▶ Written instruction A: Can you write out the part of the forum thread on the Welsh phrase from "I'm not Welsh, but" up to and including "dos / a ambos ?)"?

▶ Text block:
= = = = = = =
# Cymraeg (Welsh): penblwydd hapus a nos da



## caperucita roja

Hi all!! I read this and thought it was probably welsh... and I know it is not a Welsh-English forum, but maybe I am lucky and there's someone who can speak it!! 

"penblwydd hapus a nos da" 

I think hapus must be happy and also found that nos da is good night, isn't it???  But I don't understand it anyway!!

Thank you for any help if you can, that would be great!!!! 
C.


----------



## Eva Maria

caperucita roja said:


> Hi all!! I read this and thought it was probably welsh... and I know it is not a Welsh-English forum, but maybe I am lucky and there's someone who can speak it!!
> 
> "penblwydd hapus a nos da"
> 
> I think hapus must be happy and also found that nos da is good night, isn't it???  But I don't understand it anyway!!
> 
> Thank you for any help if you can, that would be great!!!!
> C.


 
Caperucita y el lobo,

I'm not Welsh, but look:

- Happy Birthday *Penblwydd Hapus* [“PENblwidh HAPiss”] 

Tu intuición de "hapus" = "happy" ha sido acertada!

No encuentro la frase acompañada de "a nos do", pero sí con:

*-* Penblwydd Hapus i ti

"I ti" = a ti ? (Feliz cumpleaños a ti?)

"A nos do" = a nosotros/vosotros (dos) / a ambos (de nosotros/vosotros) ? (Feliz cumpleaños a nosotros/vosotros dos / a ambos ?)
= = = = = = =
▶ Task inputs:

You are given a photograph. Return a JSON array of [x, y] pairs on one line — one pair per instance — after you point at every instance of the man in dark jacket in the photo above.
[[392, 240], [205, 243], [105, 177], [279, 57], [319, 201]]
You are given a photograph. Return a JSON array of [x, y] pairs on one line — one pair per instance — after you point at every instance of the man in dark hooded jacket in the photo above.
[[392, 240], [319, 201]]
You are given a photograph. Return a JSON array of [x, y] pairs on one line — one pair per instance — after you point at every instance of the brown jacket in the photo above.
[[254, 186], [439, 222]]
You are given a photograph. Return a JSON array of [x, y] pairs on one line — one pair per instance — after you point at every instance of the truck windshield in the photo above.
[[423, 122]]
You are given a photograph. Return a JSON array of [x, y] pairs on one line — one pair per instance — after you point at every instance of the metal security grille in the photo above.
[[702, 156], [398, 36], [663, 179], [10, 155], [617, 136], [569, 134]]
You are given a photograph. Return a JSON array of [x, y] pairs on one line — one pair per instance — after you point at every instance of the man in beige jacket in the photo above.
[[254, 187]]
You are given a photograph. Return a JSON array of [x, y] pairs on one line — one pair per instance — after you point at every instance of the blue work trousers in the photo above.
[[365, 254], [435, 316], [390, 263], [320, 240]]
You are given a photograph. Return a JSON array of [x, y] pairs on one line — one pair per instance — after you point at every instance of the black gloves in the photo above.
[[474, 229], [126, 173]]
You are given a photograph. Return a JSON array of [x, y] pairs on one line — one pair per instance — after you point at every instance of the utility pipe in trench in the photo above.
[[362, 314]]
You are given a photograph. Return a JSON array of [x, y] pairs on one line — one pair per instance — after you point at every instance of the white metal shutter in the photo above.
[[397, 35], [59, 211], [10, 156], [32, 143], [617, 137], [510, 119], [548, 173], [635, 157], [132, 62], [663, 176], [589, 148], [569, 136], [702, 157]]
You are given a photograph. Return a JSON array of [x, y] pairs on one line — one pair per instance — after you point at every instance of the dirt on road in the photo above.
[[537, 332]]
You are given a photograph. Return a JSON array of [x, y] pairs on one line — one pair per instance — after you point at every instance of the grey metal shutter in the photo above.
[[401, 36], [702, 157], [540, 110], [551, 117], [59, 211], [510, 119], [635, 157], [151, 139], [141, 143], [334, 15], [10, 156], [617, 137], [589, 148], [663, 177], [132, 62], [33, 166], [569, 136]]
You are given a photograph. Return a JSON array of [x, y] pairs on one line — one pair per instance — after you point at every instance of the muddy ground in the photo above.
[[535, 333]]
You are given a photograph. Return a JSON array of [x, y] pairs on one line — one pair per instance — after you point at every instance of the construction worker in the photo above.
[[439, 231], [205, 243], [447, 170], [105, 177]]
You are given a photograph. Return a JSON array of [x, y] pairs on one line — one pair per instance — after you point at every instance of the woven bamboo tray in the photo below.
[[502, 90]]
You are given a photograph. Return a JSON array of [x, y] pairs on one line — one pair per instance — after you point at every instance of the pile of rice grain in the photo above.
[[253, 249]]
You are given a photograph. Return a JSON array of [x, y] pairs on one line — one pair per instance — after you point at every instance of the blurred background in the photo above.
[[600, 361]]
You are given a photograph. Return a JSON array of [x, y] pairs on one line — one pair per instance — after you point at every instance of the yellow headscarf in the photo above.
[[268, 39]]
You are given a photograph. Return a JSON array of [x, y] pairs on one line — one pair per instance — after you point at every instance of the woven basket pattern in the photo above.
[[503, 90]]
= = = = = = =
▶ Written instruction B: In the entries, can you give the lines from the line with "hooded jacket in the photo above." up to and including the line with "[[474, 229], [126, 173]]" again, with "grille" changed to "gate" and nothing else altered? Return only those lines.

▶ Problem solution A:
I'm not Welsh, but look:

- Happy Birthday *Penblwydd Hapus* [“PENblwidh HAPiss”] 

Tu intuición de "hapus" = "happy" ha sido acertada!

No encuentro la frase acompañada de "a nos do", pero sí con:

*-* Penblwydd Hapus i ti

"I ti" = a ti ? (Feliz cumpleaños a ti?)

"A nos do" = a nosotros/vosotros (dos) / a ambos (de nosotros/vosotros) ? (Feliz cumpleaños a nosotros/vosotros dos / a ambos ?)

▶ Problem solution B:
You are given a photograph. Return a JSON array of [x, y] pairs on one line — one pair per instance — after you point at every instance of the man in dark hooded jacket in the photo above.
[[392, 240], [319, 201]]
You are given a photograph. Return a JSON array of [x, y] pairs on one line — one pair per instance — after you point at every instance of the brown jacket in the photo above.
[[254, 186], [439, 222]]
You are given a photograph. Return a JSON array of [x, y] pairs on one line — one pair per instance — after you point at every instance of the truck windshield in the photo above.
[[423, 122]]
You are given a photograph. Return a JSON array of [x, y] pairs on one line — one pair per instance — after you point at every instance of the metal security gate in the photo above.
[[702, 156], [398, 36], [663, 179], [10, 155], [617, 136], [569, 134]]
You are given a photograph. Return a JSON array of [x, y] pairs on one line — one pair per instance — after you point at every instance of the man in beige jacket in the photo above.
[[254, 187]]
You are given a photograph. Return a JSON array of [x, y] pairs on one line — one pair per instance — after you point at every instance of the blue work trousers in the photo above.
[[365, 254], [435, 316], [390, 263], [320, 240]]
You are given a photograph. Return a JSON array of [x, y] pairs on one line — one pair per instance — after you point at every instance of the black gloves in the photo above.
[[474, 229], [126, 173]]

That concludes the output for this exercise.